「見方」の技術


のりしお 2010/04/19 10:31
わーペトロニウスさんに感想書いてもらえるとは思ってなかった。すごいうれしいです。

私はそもそも論としてけいおんが何をやろうとしているのかがあんまり分かってませんでした。
レールガンも最終話が来るまでかなり反発しながら観ていました。

だからついこの同人誌を紹介してしまったのですが、
どちらについてもまさに90年代の読み方をしていたような気がします。
この同人誌の解釈と合わせて少し理解できたような気がします。大感謝です。


別の記事なのですが
http://d.hatena.ne.jp/nakamurabashi/20100417/1271473038 2話

とらドラの、古くさいドラマツルギーの力で底上げされた激動の物語はないですが、
 だからこそ幻視できるんです。「ふつう」の女の子というものを。
 疲れんだよ、大河みたいなの見てるのって>

って部分がまさに私の問題を指摘しているように思えました。
私は「とらドラ」みたいに分かりやすくないと理解できないんだなーと。
私も、いつまでも昔の読みに固執しないで、今の時代を理解できるようになりたいです。

しかし、そういう訓練はどうやったらできるんでしょうかね・・・。
ただ数をこなしても身につきそうにありません。社会学の勉強とかするべきなのか・・・。

このコメント、、、のりしおさん、何度も取り上げてすみません、、、が、すごく、なんというか、いろいろ思わせられました。

> _提供データ_
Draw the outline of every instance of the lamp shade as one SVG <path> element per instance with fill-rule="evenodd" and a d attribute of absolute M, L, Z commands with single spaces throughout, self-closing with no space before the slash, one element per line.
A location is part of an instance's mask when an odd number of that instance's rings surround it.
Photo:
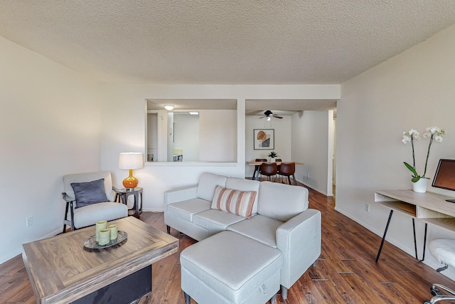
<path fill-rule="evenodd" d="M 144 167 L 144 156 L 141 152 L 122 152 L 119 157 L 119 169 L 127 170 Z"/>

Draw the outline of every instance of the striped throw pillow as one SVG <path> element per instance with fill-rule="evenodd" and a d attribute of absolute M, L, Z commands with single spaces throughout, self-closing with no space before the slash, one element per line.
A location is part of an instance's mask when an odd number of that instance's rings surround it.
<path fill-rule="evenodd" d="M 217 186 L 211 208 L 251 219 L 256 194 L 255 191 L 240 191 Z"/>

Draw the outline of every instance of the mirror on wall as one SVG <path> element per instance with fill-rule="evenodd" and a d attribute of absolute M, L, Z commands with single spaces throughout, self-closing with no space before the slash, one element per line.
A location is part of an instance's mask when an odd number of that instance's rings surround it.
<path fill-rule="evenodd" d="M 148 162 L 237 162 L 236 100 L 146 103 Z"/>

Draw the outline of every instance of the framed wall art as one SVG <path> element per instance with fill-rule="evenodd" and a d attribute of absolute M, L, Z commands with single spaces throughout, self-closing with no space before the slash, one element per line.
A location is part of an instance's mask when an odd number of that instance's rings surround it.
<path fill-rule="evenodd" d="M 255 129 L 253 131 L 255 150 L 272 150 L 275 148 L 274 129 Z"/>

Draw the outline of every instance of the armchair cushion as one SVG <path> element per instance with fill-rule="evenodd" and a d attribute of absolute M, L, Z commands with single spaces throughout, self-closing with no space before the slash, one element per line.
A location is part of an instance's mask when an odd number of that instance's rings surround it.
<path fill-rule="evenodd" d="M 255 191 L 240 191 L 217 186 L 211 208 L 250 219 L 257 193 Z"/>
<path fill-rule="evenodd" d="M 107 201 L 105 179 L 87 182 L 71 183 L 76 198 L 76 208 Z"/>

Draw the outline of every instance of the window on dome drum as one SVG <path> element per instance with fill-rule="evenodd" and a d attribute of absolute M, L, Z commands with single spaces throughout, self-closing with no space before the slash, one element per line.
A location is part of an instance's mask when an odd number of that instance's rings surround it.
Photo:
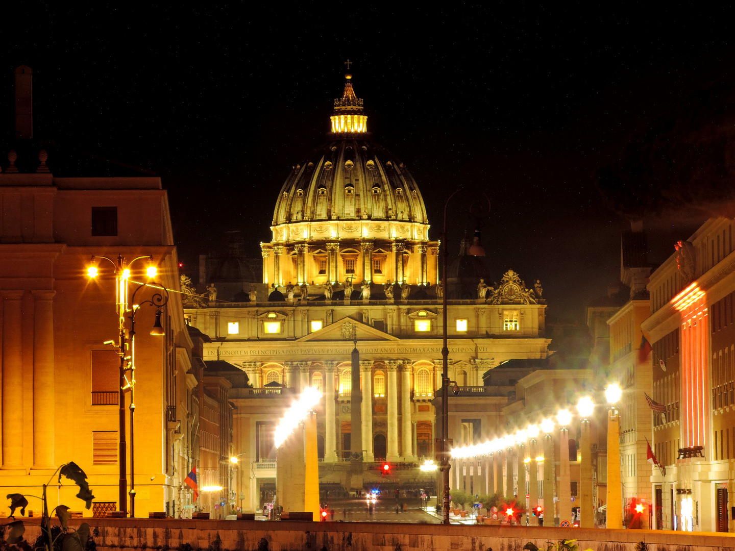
==
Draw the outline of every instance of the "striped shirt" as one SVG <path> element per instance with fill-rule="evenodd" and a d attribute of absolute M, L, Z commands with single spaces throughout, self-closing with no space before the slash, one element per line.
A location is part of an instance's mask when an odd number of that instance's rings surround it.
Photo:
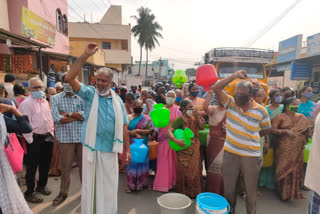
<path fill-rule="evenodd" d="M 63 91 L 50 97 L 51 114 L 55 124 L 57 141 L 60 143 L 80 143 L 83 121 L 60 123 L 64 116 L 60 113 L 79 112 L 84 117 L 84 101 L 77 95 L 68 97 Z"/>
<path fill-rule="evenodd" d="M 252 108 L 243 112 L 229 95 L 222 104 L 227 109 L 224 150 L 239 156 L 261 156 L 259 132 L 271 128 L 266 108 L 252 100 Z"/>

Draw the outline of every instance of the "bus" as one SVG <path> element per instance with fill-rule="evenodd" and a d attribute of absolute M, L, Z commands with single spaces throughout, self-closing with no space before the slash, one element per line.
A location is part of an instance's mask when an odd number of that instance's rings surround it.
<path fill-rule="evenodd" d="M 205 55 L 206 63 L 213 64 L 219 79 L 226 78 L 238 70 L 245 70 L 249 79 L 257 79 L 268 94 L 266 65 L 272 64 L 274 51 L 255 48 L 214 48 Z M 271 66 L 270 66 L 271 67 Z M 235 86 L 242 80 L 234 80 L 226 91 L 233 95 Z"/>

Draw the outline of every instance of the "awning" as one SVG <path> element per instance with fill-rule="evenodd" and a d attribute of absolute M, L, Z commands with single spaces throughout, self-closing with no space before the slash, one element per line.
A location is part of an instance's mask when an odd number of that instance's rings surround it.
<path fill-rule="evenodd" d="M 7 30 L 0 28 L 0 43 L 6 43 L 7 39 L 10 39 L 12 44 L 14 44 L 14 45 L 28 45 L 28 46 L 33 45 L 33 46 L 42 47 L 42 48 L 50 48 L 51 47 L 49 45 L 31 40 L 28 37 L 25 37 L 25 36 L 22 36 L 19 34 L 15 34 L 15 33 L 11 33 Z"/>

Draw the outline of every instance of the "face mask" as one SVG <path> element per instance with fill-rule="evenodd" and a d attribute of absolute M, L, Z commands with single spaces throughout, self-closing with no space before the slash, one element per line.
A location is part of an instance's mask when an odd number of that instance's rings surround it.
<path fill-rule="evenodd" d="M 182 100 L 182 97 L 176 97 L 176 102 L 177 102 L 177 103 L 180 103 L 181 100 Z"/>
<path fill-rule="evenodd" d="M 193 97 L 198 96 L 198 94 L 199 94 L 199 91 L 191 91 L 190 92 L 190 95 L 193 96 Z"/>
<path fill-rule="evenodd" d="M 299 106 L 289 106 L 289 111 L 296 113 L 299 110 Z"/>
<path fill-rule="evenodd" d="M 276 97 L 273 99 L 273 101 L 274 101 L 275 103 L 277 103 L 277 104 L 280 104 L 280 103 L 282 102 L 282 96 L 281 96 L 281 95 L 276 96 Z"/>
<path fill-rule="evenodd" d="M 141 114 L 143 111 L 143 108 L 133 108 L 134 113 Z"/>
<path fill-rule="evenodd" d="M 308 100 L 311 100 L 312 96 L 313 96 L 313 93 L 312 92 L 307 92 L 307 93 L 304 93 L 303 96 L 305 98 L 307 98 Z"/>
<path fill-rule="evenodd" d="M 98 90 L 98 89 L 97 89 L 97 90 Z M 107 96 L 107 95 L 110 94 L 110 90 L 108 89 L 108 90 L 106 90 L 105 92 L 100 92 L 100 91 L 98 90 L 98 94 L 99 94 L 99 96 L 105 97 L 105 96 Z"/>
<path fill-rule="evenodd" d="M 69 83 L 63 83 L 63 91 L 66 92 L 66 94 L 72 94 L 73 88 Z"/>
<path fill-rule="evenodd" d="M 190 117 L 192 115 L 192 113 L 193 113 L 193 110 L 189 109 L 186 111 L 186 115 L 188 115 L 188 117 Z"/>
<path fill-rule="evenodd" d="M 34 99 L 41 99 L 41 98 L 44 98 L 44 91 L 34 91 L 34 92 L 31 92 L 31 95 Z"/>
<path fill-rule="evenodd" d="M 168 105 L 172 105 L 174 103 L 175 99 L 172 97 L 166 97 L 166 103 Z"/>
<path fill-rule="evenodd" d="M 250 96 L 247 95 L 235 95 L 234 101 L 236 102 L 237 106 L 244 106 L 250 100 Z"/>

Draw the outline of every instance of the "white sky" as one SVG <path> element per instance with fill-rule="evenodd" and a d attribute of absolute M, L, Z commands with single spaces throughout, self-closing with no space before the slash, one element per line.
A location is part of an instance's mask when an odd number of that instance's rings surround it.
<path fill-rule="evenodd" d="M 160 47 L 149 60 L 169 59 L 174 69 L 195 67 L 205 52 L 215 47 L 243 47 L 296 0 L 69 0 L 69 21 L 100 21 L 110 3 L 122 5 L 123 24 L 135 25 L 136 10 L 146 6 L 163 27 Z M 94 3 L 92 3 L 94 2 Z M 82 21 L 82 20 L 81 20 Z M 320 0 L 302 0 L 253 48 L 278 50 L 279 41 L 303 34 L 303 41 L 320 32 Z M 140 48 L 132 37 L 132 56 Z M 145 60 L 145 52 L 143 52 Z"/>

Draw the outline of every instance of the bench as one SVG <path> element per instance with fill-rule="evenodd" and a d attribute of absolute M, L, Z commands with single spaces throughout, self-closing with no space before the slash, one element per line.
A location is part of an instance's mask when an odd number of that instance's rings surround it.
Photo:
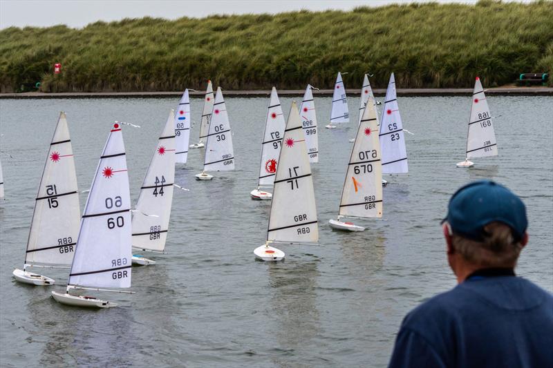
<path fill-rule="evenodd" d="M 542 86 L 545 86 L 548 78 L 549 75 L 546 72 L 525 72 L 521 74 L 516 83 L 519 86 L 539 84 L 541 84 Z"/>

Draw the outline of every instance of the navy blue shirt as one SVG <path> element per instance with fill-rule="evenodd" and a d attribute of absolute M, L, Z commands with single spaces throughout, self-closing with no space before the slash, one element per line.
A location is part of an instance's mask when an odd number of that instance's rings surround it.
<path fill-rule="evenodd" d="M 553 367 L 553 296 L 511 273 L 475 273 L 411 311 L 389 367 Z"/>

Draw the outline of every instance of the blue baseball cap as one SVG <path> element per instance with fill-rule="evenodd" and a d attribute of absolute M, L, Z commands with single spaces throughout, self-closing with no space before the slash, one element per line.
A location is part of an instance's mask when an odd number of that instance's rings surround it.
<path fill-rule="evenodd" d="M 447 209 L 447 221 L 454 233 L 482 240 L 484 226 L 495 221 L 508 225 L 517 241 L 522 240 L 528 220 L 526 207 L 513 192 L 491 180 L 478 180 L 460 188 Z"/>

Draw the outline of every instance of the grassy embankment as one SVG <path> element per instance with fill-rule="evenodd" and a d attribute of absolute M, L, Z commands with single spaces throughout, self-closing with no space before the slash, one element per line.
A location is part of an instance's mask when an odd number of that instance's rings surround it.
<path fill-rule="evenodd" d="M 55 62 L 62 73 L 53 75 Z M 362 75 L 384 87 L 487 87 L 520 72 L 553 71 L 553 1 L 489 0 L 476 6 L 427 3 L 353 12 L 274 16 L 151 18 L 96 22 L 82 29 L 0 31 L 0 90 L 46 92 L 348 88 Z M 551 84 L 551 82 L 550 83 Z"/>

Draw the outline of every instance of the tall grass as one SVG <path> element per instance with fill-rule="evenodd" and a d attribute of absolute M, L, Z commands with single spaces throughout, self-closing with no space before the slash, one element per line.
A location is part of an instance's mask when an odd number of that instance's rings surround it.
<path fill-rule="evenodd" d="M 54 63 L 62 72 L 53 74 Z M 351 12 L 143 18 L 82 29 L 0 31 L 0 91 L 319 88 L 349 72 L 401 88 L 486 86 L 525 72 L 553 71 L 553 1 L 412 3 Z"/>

> _取り組む課題_
[A] アニメの見方をめぐる文章で、のりしおがこの同人誌を紹介した理由を、文章に書かれている事柄に基づいて1〜3文で説明せよ。
[B] アニメの見方をめぐる文章について、次の(i)〜(iii)がそれぞれ文章と一致するかを「はい」か「いいえ」で答え、判断の根拠となる箇所を原文どおりに引用せよ。(i) のりしおはレールガンを最初から好意的に観ていた。(ii) のりしおは、数をこなすだけでは見方が身につかないと考えている。(iii) のりしおは、今後も昔の読みに固執し続けたいと述べている。
[C] アニメの見方をめぐる文章を、最後の文の後から書き継げ。
データは、アニメの見方をめぐる文章とは別の出典から取られている。

> _解答一覧_
[A] のりしおは、そもそもけいおんが何をやろうとしているのかがあまり分かっておらず、レールガンも最終話が来るまでかなり反発しながら観ていた。そのため、この同人誌を紹介した。

[B]
(i) いいえ。「レールガンも最終話が来るまでかなり反発しながら観ていました。」
(ii) はい。「ただ数をこなしても身につきそうにありません。」
(iii) いいえ。「いつまでも昔の読みに固執しないで、今の時代を理解できるようになりたいです。」

[C]
というのは、僕が強調しているところで、


私も、いつまでも昔の読みに固執しないで、今の時代を理解できるようになりたいです。


これって、僕が高校ぐらいの時に、、、もう量という意味では、異様な量を読んでいて、物語に慣れ切った僕は、凄い飽き始めていたんですね。物語に。それで、部活や剣道の道場などの肉体系にシフトしていた面があります・・・・。そんな時に、悩んだのが上と同じこと。僕は、物語が大好きなのに、あまりに読み過ぎて(笑)、ものの見方が「固まってしまって」、それ以外で見れなくなってしまったんですね。

僕は、「経験の絶対化」と呼んでいますが、人間という物の意見や持つイメージやりアクションは、基本的に自分自身の経験から形作られた「感情」によって支配されます。これに無自覚なほとんどの人は、自分が、過去の自分が作り上げた「ものの見方」の奴隷であること、もっとくだけていえば、「過去の自分」の奴隷であることにあまり気づいていません。

けど、この「経験によって作られた世界の捉え方(=価値観)」というものを、アップグレードするのは、物凄く難しいんです。そもそも、自分が奴隷であることに気づく(=相対化に慣れたとか、再帰性を感じるとかいうこと)ということ自体が、物凄く難しい。まぁ基本的に、人間は動物ですしね。また、いまの現代都市文明というのは真綿でくるまれたような無痛社会で、かつ動物化していくこと(=表面的な欲望の肯定)が推奨されている社会ですからねー。


「ものの見方」をアップグレードするという思考方法そのものが、古き教養主義の概念なんですよね。


だから、現代には非常に、適応しにくい。なぜならば、教養主義は、修行とか・・・・ある種の「訓練によってレベルをあげていく」エリーティズム(選別主義)だからです。なんで、エリーティズムになるかはわかりますよね?。努力によって「差」を作り出すというのは、差異の肯定をしているので、この差異の肯定による優越が、動機を生み出すという構造上の前提があるからです。しかし基本的に、大衆社会は、差異を非常に嫌悪するので、差異による「いい面」も「悪い面」もいっしょくたに、差異だからという理由で排斥されます。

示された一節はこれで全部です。